[Document text]:
Iain Duncan Smith’s election present for the Golden Oldies: Bye Bye bus pass and fuel payments

Iain Duncan Smith's endangered species the free bus pass

Iain Duncan Smith’s endangered speciesthe free bus pass

George Osborne has made a lot of noise about how  pensioners  with spare cash are going to get  a fabulous deal under the Coalition – high interest pensioner bonds and the chance to spend, spend their pension  pot.

 All this is seen by political commentators as a  brilliant move by the  Chancellor to get the grey vote out for the Tories next year – with many of the measures timed for the election.

He also made it clear that pensions were going to be exempt from the new welfare cap – which will hit everyone else from lone parents, the disabled.and the working poor on housing benefit.

Sounds too good to be true for  the elderly. And guess what, it is.

Hidden in the specialist publication The House Magazine today is an interview with Works and Pensions Secretary, Iain Duncan Smith by journalist Paul Waugh. And he asks: What’s your latest thinking about benefits such as winter fuel allowance and other universal, non-pension benefits for the elderly?

[Goal]:
Copy the pensioner benefits article above word for word, from its headline to its final line.

[Data segment]:
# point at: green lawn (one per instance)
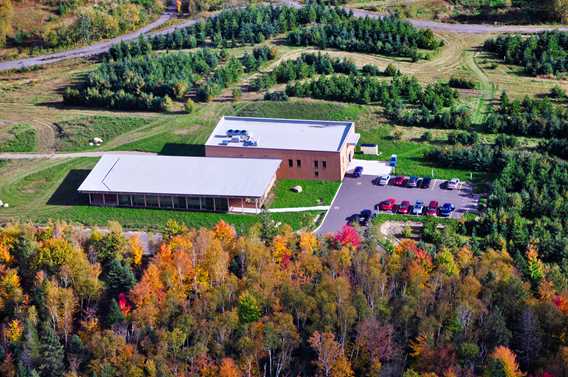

[Expected answer]:
Iain Duncan Smith’s election present for the Golden Oldies: Bye Bye bus pass and fuel payments

Iain Duncan Smith's endangered species the free bus pass

Iain Duncan Smith’s endangered speciesthe free bus pass

George Osborne has made a lot of noise about how  pensioners  with spare cash are going to get  a fabulous deal under the Coalition – high interest pensioner bonds and the chance to spend, spend their pension  pot.

 All this is seen by political commentators as a  brilliant move by the  Chancellor to get the grey vote out for the Tories next year – with many of the measures timed for the election.

He also made it clear that pensions were going to be exempt from the new welfare cap – which will hit everyone else from lone parents, the disabled.and the working poor on housing benefit.

Sounds too good to be true for  the elderly. And guess what, it is.

Hidden in the specialist publication The House Magazine today is an interview with Works and Pensions Secretary, Iain Duncan Smith by journalist Paul Waugh. And he asks: What’s your latest thinking about benefits such as winter fuel allowance and other universal, non-pension benefits for the elderly?